Questions
1. Relevez tous les comparateurs que le texte sur les courbes médicales propose pour qualifier les inégalités liées aux percentiles.
2. Rédigez la suite du texte sur les courbes médicales à partir de sa dernière phrase, s'il vous plaît.

Extrait du texte
La saga des courbes médicales (3)


A.Albert, J. Bair, D. Justens

Des courbes pour prédire

Courbes ROC

Le diagnostic d'une maladie se fait sur base d'un ensembles de critères. Le médecin peut aussi avoir recours à une batterie de tests afin de l'étayer. Il est rare qu'un test conduise à une conclusion certaine ; il peut se révéler positif sur un patient sain et négatif sur quelqu'un atteint par la maladie. Il est dès lors fondamental de connaître la capacité d'un test à discriminer entre la population des malades et celle des personnes saines. C'est la finalité de la courbe ROC, acronyme de la formulation anglaise Receiver Operating Characteristic, qui servit lors de la Seconde Guerre mondiale pour distinguer le bruit de fond marin du signal provenant de la présence d'un sous-marin ennemi. 

Un test déterminé se traduit par une mesure que l'on compare à un seuil. Pour toute valeur du seuil, la courbe ROC s'obtient en portant en ordonnée le taux de « vrais positifs » (fraction des positifs effectivement détectés) et en abscisse le taux de « faux positifs » (fraction des négatifs mal discriminés). 

 

Percentiles et quantiles

Soit un échantillon de mesures présentant un grand nombre de valeurs différentes. Dans le langage usuel, on dira que le percentile Pα ou « quantile d'ordre α » (0# α # 100) est la valeur de l'échantillon laissant α % des observations en dessous d'elle et (100 – α) % au-dessus.

Mais il convient de qualifier les inégalités associées aux termes en italiques au moyen des comparateurs « inférieur », « inférieur ou égal », « supérieur », « supérieur ou égal ».

Le plus connu des percentiles est P50 qui correspond à la médiane. Pour définir correctement cette dernière, on peut dire qu'il y a au plus 50 % des observations strictement inférieures et au moins 50 % d'observations inférieures ou égales à P50. Cette définition peut s'étendre à tous les percentiles. On distingue aussi les « quartiles » qui correspondent au percentiles P25 et P75

 

En termes de fonctions de répartition (pourcentage des observations inférieures ou égales à), on peut noter Pα = F –1 (α / 100). Dans le cas d'une variable discrète, la fonction de répartition est en escalier et sa fonction inverse n'est pas nécessairement univoquement définie. On convient alors de placer arbitrairement le percentile au « milieu » de la marche.

Données ci-dessous
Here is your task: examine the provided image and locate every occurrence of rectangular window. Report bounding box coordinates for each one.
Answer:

Réponses
1. « inférieur », « inférieur ou égal », « supérieur », « supérieur ou égal »

2.
Courbes de croissance

Les courbes de percentiles sont utilisées en médecine pour contrôler la croissance des bébés. 

Ces courbes de croissance sont obtenues en calculant certains percentiles caractéristiques (voir la définition dans la brève ci-dessus), comme P3, P15, P50, P85, P97, vus comme fonction du niveau du développement in utero d'un fœtus ou de l'âge d'un nouveau-né. 

Les plus connues sont celles qui furent établies par le docteur Lula Olga Lubchenco (1915–2001), dans les années 1960 à Denver aux États-Unis, pour tenter de caractériser différents paramètres des fœtus en fonction du nombre de semaines de gestation comme le poids, la taille, le périmètre crânien. 

 

Lorsque pour un âge gestationnel donné, la mesure observée sur un enfant est représentée par un point qui se situe à l'intérieur des courbes des percentiles P3 et P97, on considère généralement la croissance comme normale. Tout dépassement vers le haut ou vers le bas peut être le signe d'un développement atypique et être le marqueur d'une anormalité que ce soit un excès ou un retard de croissance. Mais il utile d'interpréter cette conclusion : quelle que soit la population considérée, éventuellement très homogène, il y aura toujours 3 % des individus présentant des mesures inférieures à P3 et 3 % des individus présentant des mesures supérieures à P97. De plus, des ensembles de mesures effectuées en différents lieux et à différentes époques ont donné naissance à des courbes significativement différentes. Il n'est donc pas si simple de déterminer si un enfant présente ou non de vrais problèmes de croissance.